# START OF Data for processing

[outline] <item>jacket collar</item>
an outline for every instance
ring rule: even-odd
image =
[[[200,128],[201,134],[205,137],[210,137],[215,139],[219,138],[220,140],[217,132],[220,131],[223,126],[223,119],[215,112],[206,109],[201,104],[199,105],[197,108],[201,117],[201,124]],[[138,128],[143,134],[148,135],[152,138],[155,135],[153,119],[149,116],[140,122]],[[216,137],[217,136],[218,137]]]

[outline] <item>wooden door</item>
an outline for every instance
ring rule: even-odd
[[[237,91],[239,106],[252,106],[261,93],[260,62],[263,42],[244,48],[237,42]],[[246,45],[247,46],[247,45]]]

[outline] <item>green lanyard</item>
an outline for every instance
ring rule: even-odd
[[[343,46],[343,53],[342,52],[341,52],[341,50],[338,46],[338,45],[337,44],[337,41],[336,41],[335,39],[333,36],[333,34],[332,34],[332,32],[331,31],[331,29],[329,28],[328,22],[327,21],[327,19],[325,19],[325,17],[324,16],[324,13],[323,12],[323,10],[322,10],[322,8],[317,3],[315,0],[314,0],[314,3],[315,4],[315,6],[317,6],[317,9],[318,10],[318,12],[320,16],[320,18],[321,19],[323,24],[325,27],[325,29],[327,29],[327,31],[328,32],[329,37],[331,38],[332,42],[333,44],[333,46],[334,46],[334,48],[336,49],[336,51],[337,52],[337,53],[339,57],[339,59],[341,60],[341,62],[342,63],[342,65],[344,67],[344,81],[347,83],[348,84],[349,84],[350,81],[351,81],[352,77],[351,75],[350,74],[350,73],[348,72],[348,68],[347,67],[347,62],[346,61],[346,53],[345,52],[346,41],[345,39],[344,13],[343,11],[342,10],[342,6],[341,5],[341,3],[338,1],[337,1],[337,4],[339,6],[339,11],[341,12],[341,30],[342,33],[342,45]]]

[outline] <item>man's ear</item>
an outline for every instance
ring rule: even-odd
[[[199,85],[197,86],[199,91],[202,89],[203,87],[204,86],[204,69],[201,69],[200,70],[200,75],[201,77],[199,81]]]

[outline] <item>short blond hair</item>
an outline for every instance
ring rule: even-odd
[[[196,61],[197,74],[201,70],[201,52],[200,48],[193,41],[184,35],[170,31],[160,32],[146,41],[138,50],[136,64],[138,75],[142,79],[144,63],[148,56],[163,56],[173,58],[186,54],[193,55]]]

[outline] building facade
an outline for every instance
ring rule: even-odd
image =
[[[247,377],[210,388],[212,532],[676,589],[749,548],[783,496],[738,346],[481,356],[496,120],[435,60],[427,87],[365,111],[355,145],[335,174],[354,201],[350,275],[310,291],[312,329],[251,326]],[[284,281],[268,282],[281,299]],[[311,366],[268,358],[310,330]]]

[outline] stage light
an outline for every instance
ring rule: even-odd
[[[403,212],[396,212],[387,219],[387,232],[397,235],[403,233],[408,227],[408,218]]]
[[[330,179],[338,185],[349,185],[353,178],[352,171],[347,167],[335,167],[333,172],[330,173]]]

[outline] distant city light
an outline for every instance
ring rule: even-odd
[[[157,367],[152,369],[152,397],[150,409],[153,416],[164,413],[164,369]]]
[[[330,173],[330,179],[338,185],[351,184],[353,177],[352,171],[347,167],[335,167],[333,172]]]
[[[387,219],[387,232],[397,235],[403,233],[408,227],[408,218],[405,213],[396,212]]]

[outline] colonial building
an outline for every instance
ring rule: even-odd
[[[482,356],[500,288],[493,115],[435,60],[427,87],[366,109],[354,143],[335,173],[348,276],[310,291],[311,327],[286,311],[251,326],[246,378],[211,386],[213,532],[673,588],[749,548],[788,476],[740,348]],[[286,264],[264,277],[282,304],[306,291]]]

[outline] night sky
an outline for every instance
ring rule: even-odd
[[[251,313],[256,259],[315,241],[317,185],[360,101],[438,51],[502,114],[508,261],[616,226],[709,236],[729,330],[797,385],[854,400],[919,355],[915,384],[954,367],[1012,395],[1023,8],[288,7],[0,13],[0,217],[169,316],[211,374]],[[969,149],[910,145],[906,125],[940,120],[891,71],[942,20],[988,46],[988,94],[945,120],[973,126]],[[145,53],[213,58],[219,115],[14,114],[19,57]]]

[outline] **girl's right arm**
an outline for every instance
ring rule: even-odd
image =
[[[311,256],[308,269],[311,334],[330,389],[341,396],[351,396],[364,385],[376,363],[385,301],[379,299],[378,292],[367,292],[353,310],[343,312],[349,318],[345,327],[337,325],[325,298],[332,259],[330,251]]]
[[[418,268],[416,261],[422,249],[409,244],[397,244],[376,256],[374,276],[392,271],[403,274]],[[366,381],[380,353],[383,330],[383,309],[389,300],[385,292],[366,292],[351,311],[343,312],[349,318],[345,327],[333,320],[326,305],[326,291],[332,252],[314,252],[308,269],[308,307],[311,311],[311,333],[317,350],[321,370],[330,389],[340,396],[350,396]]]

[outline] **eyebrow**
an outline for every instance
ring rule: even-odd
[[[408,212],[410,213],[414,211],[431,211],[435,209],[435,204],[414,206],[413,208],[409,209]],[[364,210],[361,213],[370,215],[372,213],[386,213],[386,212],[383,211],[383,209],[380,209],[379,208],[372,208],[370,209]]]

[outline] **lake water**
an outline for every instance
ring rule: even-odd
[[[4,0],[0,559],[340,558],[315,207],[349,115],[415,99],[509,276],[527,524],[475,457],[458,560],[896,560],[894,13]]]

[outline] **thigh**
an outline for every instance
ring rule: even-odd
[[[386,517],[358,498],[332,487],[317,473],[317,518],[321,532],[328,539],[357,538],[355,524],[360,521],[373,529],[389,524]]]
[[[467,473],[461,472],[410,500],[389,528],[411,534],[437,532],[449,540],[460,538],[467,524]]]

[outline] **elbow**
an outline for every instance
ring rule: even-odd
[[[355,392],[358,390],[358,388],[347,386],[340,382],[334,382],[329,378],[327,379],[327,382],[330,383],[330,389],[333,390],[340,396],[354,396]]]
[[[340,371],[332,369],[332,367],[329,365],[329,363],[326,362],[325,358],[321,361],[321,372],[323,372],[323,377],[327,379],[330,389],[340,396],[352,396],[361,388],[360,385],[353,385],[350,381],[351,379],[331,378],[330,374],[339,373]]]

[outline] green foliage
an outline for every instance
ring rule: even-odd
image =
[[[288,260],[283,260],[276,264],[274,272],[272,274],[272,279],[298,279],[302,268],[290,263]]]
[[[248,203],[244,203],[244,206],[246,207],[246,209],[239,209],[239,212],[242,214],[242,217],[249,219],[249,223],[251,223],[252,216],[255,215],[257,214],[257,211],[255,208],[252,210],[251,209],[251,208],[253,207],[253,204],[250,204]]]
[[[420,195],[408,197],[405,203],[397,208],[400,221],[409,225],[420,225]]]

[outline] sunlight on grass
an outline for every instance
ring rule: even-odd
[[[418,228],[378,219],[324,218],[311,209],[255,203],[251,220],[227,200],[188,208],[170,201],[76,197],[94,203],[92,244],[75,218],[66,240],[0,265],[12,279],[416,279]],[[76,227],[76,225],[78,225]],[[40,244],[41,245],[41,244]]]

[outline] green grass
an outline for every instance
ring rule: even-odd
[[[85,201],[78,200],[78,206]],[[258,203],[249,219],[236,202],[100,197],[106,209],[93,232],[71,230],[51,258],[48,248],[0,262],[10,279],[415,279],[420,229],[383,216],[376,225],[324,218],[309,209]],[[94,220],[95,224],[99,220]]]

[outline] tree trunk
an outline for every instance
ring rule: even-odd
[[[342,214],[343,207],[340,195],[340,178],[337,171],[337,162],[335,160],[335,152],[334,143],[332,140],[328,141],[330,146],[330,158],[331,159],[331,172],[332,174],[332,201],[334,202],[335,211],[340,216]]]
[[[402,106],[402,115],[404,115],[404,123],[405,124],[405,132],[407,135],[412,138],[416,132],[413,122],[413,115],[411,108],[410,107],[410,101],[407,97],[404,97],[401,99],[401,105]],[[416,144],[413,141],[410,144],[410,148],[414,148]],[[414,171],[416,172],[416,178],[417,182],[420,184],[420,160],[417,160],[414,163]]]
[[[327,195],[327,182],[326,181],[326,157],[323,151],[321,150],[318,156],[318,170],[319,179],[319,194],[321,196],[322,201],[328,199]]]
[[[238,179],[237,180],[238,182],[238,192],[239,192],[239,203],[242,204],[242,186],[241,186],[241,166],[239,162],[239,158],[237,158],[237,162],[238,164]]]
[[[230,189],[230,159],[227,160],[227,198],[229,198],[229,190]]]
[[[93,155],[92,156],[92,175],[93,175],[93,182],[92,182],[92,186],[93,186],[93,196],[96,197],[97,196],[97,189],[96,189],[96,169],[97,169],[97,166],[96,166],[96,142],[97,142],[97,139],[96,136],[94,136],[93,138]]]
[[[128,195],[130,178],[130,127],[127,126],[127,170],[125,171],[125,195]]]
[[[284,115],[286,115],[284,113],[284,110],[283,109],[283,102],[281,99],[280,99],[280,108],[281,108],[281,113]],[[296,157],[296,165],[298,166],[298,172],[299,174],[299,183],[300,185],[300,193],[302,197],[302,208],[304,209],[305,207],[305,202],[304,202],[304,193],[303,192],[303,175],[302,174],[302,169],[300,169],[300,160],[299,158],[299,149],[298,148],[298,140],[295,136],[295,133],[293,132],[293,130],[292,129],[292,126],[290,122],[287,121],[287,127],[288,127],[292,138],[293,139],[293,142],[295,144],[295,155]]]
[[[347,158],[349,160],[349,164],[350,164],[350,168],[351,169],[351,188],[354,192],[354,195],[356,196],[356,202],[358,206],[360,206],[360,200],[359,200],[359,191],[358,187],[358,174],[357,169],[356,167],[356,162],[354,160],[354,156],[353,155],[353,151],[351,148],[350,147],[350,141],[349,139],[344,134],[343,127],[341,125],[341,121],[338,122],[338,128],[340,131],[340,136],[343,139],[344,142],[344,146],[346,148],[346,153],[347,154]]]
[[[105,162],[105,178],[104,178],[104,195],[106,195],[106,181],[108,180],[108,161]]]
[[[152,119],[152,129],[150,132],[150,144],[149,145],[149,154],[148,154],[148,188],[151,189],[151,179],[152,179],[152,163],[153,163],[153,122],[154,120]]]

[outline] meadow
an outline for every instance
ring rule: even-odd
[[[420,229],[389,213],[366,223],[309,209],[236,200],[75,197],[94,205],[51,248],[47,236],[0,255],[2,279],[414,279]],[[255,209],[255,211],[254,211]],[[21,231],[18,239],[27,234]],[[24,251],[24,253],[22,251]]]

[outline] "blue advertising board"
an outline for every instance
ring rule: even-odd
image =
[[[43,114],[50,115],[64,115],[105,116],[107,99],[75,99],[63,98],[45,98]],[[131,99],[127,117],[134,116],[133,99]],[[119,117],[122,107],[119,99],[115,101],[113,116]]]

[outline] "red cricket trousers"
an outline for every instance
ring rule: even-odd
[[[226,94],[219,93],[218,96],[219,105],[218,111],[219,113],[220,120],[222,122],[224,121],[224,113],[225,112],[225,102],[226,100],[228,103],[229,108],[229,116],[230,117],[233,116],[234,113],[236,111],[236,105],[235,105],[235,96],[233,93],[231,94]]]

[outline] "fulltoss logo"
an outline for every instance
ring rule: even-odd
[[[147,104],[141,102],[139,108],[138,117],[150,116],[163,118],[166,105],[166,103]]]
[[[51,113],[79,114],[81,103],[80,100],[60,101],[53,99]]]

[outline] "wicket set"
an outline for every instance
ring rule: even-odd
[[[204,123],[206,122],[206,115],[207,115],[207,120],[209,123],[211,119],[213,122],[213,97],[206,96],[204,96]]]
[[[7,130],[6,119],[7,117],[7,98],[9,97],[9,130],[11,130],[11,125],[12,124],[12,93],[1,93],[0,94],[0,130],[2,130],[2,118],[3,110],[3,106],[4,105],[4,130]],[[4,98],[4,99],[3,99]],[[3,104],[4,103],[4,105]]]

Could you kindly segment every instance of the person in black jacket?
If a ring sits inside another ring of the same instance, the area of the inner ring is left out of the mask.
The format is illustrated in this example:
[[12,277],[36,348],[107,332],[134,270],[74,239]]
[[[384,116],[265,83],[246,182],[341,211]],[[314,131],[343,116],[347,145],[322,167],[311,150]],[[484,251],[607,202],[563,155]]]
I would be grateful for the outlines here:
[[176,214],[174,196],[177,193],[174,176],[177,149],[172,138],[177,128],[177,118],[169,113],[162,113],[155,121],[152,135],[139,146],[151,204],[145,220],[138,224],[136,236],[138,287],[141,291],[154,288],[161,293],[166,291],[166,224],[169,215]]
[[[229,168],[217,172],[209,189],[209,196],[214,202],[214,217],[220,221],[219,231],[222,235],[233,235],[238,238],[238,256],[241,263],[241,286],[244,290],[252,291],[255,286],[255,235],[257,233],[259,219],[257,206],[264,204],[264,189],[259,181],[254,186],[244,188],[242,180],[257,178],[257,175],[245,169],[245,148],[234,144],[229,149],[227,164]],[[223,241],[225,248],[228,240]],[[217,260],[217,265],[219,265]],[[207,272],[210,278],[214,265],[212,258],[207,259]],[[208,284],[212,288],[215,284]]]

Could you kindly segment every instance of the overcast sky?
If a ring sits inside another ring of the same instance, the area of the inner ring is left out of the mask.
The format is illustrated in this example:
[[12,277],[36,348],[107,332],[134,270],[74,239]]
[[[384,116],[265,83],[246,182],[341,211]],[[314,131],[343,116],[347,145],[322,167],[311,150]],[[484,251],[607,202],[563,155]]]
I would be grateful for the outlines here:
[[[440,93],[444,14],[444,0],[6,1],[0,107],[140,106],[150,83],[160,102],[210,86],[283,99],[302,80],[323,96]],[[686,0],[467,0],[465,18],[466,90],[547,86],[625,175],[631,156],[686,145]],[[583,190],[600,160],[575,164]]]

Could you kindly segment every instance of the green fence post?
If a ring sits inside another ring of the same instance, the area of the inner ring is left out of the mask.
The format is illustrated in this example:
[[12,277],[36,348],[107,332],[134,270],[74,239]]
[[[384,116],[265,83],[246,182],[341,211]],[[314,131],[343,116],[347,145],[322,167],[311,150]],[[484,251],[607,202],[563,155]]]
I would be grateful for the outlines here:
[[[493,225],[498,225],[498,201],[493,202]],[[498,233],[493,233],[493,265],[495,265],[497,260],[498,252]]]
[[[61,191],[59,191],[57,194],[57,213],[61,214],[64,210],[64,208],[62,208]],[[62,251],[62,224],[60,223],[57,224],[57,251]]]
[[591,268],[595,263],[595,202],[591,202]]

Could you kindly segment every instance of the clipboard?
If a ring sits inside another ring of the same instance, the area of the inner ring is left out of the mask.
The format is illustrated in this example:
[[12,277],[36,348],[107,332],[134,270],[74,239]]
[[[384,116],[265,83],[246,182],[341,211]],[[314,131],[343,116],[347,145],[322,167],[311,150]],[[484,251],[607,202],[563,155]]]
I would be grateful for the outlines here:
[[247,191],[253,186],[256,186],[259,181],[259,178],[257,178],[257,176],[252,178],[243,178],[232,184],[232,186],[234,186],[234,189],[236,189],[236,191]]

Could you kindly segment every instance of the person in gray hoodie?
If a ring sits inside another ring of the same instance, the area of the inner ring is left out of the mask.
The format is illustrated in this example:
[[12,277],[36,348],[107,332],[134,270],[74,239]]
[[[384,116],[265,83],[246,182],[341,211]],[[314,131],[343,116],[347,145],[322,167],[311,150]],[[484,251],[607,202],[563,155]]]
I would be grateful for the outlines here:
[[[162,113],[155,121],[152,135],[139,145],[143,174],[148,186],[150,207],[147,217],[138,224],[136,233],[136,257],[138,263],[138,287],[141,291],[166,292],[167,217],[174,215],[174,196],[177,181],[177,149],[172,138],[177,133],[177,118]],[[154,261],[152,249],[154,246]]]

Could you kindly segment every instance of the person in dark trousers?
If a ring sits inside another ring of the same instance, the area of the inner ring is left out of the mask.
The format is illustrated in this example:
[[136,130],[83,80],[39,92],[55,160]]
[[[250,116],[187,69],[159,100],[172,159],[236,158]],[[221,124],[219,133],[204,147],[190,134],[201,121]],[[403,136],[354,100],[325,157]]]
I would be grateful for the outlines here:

# END OF Data for processing

What is needed: Please repeat the data from the line containing "Could you kindly segment every instance of the clipboard?" through the end of the data, inclusive.

Solution for this task:
Could you kindly segment every instance of the clipboard?
If a ring sits inside another ring of the same instance, the area of the inner ring is left out of the mask.
The format is illustrated in this example:
[[12,277],[36,348],[107,332],[134,270],[74,239]]
[[[384,116],[265,83],[246,182],[341,211]],[[314,131],[343,116],[347,145],[322,167],[311,150]],[[484,251],[607,202],[563,155]]]
I would be grateful for the outlines here:
[[247,191],[253,186],[256,186],[259,181],[259,178],[257,178],[257,176],[252,178],[243,178],[232,184],[232,186],[234,186],[234,189],[236,189],[236,191]]

Could you kindly segment every instance of the person in gray hoodie?
If a ring sits inside another ring of the same instance, the area of the inner ring is left out of the mask.
The format is illustrated in this example:
[[12,277],[36,348],[107,332],[134,270],[74,239]]
[[[384,116],[265,83],[246,182],[341,211]],[[314,131],[343,116],[347,145],[322,167],[311,150]],[[484,251],[607,202],[563,155]]]
I would be grateful for the outlines here:
[[[162,113],[155,121],[152,135],[139,145],[143,174],[148,186],[150,207],[147,217],[138,224],[136,233],[136,257],[138,263],[138,287],[141,291],[166,292],[167,217],[174,215],[174,196],[177,181],[177,149],[172,138],[177,133],[177,118]],[[154,261],[152,249],[154,246]]]

Could you kindly segment every instance of the person in dark trousers?
If a ring sits inside another ring of the same instance, the area of the inner ring is left out of the mask.
The format is illustrated in this example:
[[136,130],[83,80],[39,92],[55,160]]
[[[250,116],[187,69],[159,100],[172,159],[236,158]],[[221,124],[219,133],[204,147],[190,134],[201,121]],[[403,136],[354,100],[325,157]]]
I would be grateful for the outlines here:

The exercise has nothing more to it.